* BEGIN *
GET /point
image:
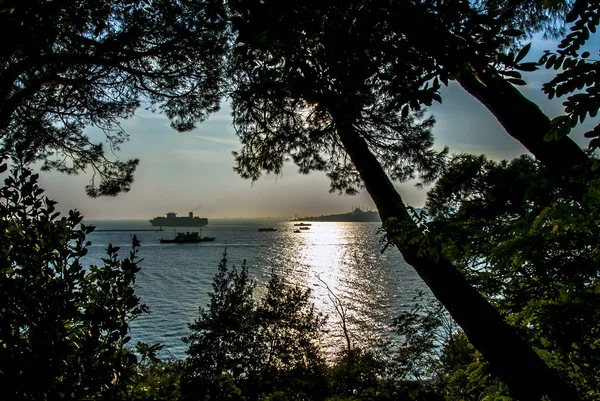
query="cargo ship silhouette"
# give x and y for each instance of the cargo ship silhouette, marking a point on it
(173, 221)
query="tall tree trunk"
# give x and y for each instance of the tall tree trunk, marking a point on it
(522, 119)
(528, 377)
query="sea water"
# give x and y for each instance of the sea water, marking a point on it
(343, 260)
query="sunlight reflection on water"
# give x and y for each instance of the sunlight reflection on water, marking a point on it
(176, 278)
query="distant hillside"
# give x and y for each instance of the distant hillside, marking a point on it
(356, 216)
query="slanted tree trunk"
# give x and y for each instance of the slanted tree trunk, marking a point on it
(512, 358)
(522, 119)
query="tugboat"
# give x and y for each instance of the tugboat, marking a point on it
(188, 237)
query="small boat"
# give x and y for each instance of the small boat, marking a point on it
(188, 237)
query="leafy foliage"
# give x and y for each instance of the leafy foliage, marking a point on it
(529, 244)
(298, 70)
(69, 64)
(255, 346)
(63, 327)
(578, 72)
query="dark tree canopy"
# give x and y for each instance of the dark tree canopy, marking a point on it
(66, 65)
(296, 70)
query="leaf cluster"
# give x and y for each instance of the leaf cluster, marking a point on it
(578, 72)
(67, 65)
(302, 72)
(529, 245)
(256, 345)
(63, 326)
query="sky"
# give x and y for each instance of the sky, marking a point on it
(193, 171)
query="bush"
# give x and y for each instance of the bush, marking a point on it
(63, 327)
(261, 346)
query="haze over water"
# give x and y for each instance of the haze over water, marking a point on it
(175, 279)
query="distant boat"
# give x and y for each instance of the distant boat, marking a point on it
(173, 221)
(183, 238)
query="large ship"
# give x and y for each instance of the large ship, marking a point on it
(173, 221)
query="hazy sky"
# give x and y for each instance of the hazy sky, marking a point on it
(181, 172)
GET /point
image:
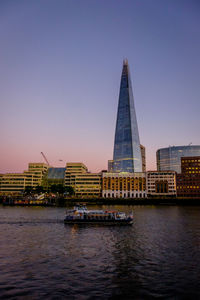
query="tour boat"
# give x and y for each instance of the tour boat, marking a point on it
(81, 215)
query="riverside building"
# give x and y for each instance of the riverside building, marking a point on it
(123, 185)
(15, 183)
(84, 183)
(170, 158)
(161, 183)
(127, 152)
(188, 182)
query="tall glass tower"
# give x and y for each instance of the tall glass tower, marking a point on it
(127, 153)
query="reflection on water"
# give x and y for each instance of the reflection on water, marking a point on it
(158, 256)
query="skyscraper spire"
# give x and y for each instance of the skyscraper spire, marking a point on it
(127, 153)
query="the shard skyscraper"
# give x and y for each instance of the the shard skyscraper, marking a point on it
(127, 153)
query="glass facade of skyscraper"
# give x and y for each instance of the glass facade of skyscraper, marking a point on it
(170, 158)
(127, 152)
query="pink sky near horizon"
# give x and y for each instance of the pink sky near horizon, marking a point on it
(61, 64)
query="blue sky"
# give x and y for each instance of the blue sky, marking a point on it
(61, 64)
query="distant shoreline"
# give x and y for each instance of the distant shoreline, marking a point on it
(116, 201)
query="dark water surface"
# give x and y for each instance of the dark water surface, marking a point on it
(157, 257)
* END *
* BEGIN *
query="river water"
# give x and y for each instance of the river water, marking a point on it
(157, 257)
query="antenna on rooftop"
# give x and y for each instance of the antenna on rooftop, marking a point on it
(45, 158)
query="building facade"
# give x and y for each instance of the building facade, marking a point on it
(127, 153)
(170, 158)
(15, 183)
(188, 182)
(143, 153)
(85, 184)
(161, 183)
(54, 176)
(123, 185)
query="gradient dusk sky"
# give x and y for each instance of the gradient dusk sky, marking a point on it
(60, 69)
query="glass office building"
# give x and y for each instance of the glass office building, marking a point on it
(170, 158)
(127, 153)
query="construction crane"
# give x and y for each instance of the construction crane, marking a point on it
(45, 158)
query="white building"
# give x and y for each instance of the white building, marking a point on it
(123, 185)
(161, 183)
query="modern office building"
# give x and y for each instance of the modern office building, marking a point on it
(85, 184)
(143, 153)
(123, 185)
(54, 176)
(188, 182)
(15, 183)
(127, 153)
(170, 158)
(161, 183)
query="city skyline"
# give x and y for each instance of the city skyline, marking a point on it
* END *
* BEGIN *
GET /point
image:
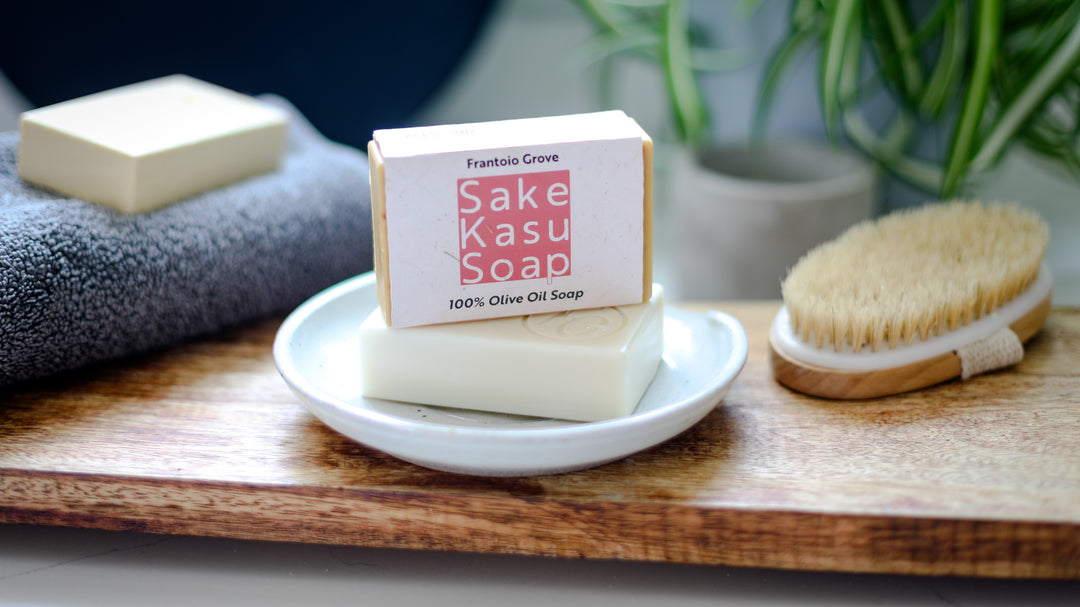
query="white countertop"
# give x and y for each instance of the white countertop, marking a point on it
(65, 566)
* END *
* [Task prompt] How many lines of the records contain the string "dusk"? Reply with the number only.

* [Full response] 2